#### Raw data ####

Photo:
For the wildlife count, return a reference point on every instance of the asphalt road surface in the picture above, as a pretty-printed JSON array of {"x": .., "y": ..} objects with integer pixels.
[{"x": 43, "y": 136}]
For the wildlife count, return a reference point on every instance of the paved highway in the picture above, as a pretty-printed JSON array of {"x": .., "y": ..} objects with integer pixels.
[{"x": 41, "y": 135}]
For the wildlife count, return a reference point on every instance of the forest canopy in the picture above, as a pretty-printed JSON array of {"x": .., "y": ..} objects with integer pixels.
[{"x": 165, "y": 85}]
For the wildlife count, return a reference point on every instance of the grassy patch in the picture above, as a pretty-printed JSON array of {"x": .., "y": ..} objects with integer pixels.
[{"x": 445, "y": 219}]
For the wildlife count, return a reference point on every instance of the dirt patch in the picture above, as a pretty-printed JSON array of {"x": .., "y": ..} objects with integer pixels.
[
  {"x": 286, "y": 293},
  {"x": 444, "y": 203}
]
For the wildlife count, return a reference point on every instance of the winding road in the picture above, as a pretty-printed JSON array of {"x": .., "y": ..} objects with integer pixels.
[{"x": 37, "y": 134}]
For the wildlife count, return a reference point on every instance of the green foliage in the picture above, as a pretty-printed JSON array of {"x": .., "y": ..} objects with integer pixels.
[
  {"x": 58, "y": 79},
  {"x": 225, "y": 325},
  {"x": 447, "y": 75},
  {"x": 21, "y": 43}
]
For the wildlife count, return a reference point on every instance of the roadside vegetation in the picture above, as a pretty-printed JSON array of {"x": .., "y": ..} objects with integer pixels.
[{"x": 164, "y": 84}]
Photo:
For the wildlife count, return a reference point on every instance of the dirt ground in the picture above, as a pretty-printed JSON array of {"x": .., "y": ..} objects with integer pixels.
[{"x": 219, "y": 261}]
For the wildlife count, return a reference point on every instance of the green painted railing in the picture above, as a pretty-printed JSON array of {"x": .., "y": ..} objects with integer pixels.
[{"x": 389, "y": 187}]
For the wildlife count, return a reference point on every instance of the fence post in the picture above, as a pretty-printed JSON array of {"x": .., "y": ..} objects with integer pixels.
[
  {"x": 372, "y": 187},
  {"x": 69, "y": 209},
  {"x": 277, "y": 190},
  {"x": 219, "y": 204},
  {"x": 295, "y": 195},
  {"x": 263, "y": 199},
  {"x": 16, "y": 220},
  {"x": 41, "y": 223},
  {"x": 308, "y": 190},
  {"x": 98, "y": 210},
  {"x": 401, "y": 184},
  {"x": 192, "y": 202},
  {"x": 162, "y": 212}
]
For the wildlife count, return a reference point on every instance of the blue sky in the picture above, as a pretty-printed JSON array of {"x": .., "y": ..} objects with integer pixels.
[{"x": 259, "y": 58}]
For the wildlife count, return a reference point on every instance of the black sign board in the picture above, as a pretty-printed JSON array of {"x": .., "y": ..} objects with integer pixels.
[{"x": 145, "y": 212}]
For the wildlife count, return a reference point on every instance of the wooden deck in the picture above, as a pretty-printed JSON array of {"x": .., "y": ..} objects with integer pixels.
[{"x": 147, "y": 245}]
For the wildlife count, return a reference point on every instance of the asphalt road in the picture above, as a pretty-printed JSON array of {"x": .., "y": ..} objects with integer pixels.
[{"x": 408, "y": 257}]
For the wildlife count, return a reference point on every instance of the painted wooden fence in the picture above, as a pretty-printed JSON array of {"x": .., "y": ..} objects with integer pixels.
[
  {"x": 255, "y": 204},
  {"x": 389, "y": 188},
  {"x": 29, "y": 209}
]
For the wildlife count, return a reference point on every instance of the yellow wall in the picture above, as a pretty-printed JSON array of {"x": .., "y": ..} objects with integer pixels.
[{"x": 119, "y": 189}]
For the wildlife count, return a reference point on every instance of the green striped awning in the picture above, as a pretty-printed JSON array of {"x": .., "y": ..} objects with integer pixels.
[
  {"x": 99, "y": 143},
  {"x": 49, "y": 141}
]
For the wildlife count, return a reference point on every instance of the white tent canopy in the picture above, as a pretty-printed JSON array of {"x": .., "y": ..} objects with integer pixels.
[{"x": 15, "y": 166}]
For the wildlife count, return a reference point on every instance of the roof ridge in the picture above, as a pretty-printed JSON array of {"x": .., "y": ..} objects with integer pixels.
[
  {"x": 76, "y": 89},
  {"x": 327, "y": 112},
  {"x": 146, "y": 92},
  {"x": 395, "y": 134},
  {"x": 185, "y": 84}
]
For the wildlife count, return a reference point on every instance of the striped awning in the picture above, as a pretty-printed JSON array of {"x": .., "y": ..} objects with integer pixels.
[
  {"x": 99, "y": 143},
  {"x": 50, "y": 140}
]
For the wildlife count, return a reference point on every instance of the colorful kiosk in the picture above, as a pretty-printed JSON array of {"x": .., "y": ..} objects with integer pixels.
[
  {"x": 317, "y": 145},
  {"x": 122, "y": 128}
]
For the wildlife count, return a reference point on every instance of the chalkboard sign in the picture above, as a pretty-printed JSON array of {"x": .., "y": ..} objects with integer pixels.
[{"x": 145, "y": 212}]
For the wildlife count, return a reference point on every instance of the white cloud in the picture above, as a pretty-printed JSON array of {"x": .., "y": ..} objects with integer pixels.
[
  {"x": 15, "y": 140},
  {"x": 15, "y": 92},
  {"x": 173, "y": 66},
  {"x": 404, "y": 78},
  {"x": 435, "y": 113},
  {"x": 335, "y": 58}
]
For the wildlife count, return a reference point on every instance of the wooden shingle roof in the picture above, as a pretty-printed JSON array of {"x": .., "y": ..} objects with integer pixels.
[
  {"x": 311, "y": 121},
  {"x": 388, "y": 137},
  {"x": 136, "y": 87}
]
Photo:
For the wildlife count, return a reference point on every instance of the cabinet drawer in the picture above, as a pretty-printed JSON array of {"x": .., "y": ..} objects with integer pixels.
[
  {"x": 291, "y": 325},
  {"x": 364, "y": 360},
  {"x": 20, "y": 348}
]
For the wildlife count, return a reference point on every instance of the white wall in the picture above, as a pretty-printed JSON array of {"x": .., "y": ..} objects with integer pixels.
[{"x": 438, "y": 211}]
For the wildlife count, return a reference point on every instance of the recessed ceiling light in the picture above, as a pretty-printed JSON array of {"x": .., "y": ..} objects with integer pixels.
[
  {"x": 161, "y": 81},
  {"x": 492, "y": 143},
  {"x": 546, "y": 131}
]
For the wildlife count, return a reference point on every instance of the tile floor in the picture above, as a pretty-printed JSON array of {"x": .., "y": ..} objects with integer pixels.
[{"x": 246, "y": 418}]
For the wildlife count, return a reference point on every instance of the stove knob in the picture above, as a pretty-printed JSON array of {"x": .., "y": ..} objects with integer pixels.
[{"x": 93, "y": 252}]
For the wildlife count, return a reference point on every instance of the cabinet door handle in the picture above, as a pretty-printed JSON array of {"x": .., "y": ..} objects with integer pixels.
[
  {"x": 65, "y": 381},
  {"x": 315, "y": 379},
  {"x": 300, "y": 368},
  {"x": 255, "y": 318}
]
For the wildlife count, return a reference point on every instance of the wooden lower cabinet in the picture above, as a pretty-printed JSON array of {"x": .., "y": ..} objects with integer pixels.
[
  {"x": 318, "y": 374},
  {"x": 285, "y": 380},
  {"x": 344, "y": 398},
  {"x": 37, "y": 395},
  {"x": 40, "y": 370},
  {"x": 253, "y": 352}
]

####

**About this task**
An exact copy of all the records above is the required answer.

**Written response**
Photo:
For the wildlife count, return a reference point on every instance of the asphalt road surface in the picture above, as a pretty-printed JSON array of {"x": .., "y": ..} objects with integer pixels.
[{"x": 43, "y": 136}]
For the wildlife count, return a reference point on every instance of the paved highway in the picture above, as a pretty-printed JSON array of {"x": .., "y": ..} objects with integer pixels.
[{"x": 41, "y": 135}]
For the wildlife count, return a reference point on every instance of the forest canopy in the picture above, as a pretty-printed JSON array of {"x": .., "y": ..} objects with integer pixels.
[{"x": 165, "y": 85}]
For the wildlife count, return a reference point on every instance of the grassy patch in the picture above, as a pretty-printed JSON array of {"x": .., "y": ..} objects with integer pixels.
[{"x": 445, "y": 219}]
For the wildlife count, return a reference point on every instance of the dirt patch in the picture above, as a pretty-printed JSON array of {"x": .., "y": ..} objects with integer pixels.
[
  {"x": 286, "y": 293},
  {"x": 444, "y": 203}
]
For the wildlife count, return a reference point on every instance of the winding road in the picture above, as a pretty-printed JSON array of {"x": .., "y": ..} objects with integer pixels.
[{"x": 37, "y": 134}]
For the wildlife count, return a reference point on every instance of the green foliage in the picture above, as a pretty-printed JSON array of {"x": .., "y": ..} objects with integer pixels.
[
  {"x": 58, "y": 79},
  {"x": 225, "y": 325},
  {"x": 447, "y": 75},
  {"x": 21, "y": 43}
]
For the wildlife count, return a reference point on every instance of the roadside vegetation in the picture above, as a pretty-printed JSON array of {"x": .., "y": ..} objects with integer pixels.
[{"x": 164, "y": 84}]
Photo:
For the wildlife count, return a reference point on every instance of the dirt ground in the picture above, as a pretty-printed JSON array of {"x": .., "y": ..} objects with integer pixels.
[{"x": 219, "y": 261}]
For the wildlife count, return a reference point on every instance of the green painted railing in the picture above, as a pretty-printed JSON array of {"x": .., "y": ..} objects with integer pixels.
[{"x": 389, "y": 187}]
For the wildlife count, return a reference point on every instance of the fence post in the picture above, as a pretty-printed JSON array of {"x": .., "y": ..} objects with integer pixels.
[
  {"x": 372, "y": 187},
  {"x": 69, "y": 209},
  {"x": 277, "y": 190},
  {"x": 219, "y": 204},
  {"x": 295, "y": 195},
  {"x": 263, "y": 199},
  {"x": 16, "y": 220},
  {"x": 41, "y": 223},
  {"x": 308, "y": 190},
  {"x": 98, "y": 210},
  {"x": 401, "y": 184},
  {"x": 192, "y": 202},
  {"x": 162, "y": 212}
]
For the wildlife count, return a reference point on every instance of the blue sky in the picture above, as a pretty-printed JSON array of {"x": .., "y": ..} objects with integer pixels.
[{"x": 259, "y": 58}]
For the wildlife count, return a reference point on every instance of the black sign board in the picture above, as a pretty-printed JSON array of {"x": .., "y": ..} objects with integer pixels.
[{"x": 145, "y": 212}]
For the wildlife count, return a reference point on every instance of the wooden deck in the picture above, as a pretty-printed JSON array of {"x": .., "y": ..} objects with integer pixels.
[{"x": 147, "y": 245}]
For the wildlife count, return a reference point on every instance of the asphalt road in the picture above, as a pretty-printed JSON array of {"x": .., "y": ..} objects with integer pixels.
[{"x": 408, "y": 257}]
For the wildlife count, return a reference point on every instance of the painted wooden fence in the picture above, as a pretty-printed JSON array of {"x": .., "y": ..} objects with integer pixels.
[
  {"x": 255, "y": 204},
  {"x": 389, "y": 188},
  {"x": 29, "y": 209}
]
For the wildlife count, return a reference point on every instance of the yellow wall in the picture above, as a pretty-printed JSON array of {"x": .., "y": ..} objects with integer pixels.
[{"x": 119, "y": 189}]
For the wildlife count, return a reference point on every instance of the green striped awning in the picture above, as a pretty-printed JSON array of {"x": .., "y": ..} objects with integer pixels.
[
  {"x": 99, "y": 143},
  {"x": 49, "y": 141}
]
For the wildlife count, return a reference point on every instance of the white tent canopy in the picture above, as a pretty-printed JSON array of {"x": .., "y": ..} objects with integer pixels.
[{"x": 15, "y": 166}]
For the wildlife count, return a reference point on every instance of the roof ridge in the picture above, as a pretty-printed JSON array of {"x": .., "y": ..} objects with integer pixels.
[
  {"x": 76, "y": 89},
  {"x": 327, "y": 112},
  {"x": 146, "y": 92},
  {"x": 395, "y": 134},
  {"x": 185, "y": 84}
]
For the wildlife count, return a reference point on every instance of the striped awning in the picture above, as a pretty-printed JSON array of {"x": .., "y": ..} objects with integer pixels.
[
  {"x": 99, "y": 143},
  {"x": 50, "y": 140}
]
For the wildlife count, return a reference point on every instance of the colorful kiosk in the picture above, as a pretty-printed JSON array of {"x": .., "y": ..} objects with integer pixels.
[
  {"x": 317, "y": 145},
  {"x": 122, "y": 128}
]
For the wildlife count, return a reference point on every instance of the chalkboard sign in the picture above, as a pretty-printed JSON array of {"x": .., "y": ..} objects with integer pixels.
[{"x": 145, "y": 212}]
For the wildlife count, return a reference point on every instance of the white cloud in the picture above, as a pretty-printed JSON array of {"x": .., "y": ..} objects with integer pixels.
[
  {"x": 15, "y": 140},
  {"x": 15, "y": 92},
  {"x": 173, "y": 66},
  {"x": 404, "y": 78},
  {"x": 435, "y": 113},
  {"x": 335, "y": 58}
]
For the wildlife count, return a reference point on every instance of the wooden shingle roof in the picture above, as a pretty-printed JSON array of {"x": .., "y": ..} objects with integer pixels.
[
  {"x": 311, "y": 121},
  {"x": 388, "y": 137},
  {"x": 136, "y": 87}
]
Photo:
For the wildlife count, return a reference point on every instance of the cabinet drawer in the picture above, as a pretty-printed JSON array of {"x": .., "y": ..} objects with integer pixels.
[
  {"x": 291, "y": 325},
  {"x": 364, "y": 360},
  {"x": 20, "y": 348}
]
For the wildlife count, return a reference point on every instance of the white wall in the picture above, as a pretty-printed JSON array of {"x": .., "y": ..} objects with integer pixels.
[{"x": 438, "y": 211}]
For the wildlife count, return a reference point on every instance of the recessed ceiling light in the picture above, as a pretty-printed JSON array of {"x": .., "y": ..} objects with integer pixels.
[
  {"x": 161, "y": 81},
  {"x": 492, "y": 143},
  {"x": 546, "y": 131}
]
For the wildlife count, return a reference point on every instance of the tile floor in the picture above, as a pretty-printed JSON array of {"x": .., "y": ..} objects with integer pixels.
[{"x": 246, "y": 418}]
For the wildlife count, return a reference point on every instance of the stove knob in the picture above, as a pretty-printed JSON array of {"x": .., "y": ..} objects with integer pixels.
[{"x": 93, "y": 252}]
For the wildlife count, return a reference point on every instance of the cabinet door handle in the picture above, as a pretty-printed JSON array of {"x": .., "y": ..} objects with integer pixels.
[
  {"x": 65, "y": 381},
  {"x": 315, "y": 379},
  {"x": 300, "y": 368},
  {"x": 255, "y": 318}
]
For the wildlife count, return a reference point on every instance of the wooden lower cabinet in the picture above, as a pretty-printed JSON array of {"x": .., "y": ..} objects with integer pixels.
[
  {"x": 318, "y": 374},
  {"x": 285, "y": 380},
  {"x": 344, "y": 398},
  {"x": 37, "y": 395},
  {"x": 40, "y": 370},
  {"x": 253, "y": 352}
]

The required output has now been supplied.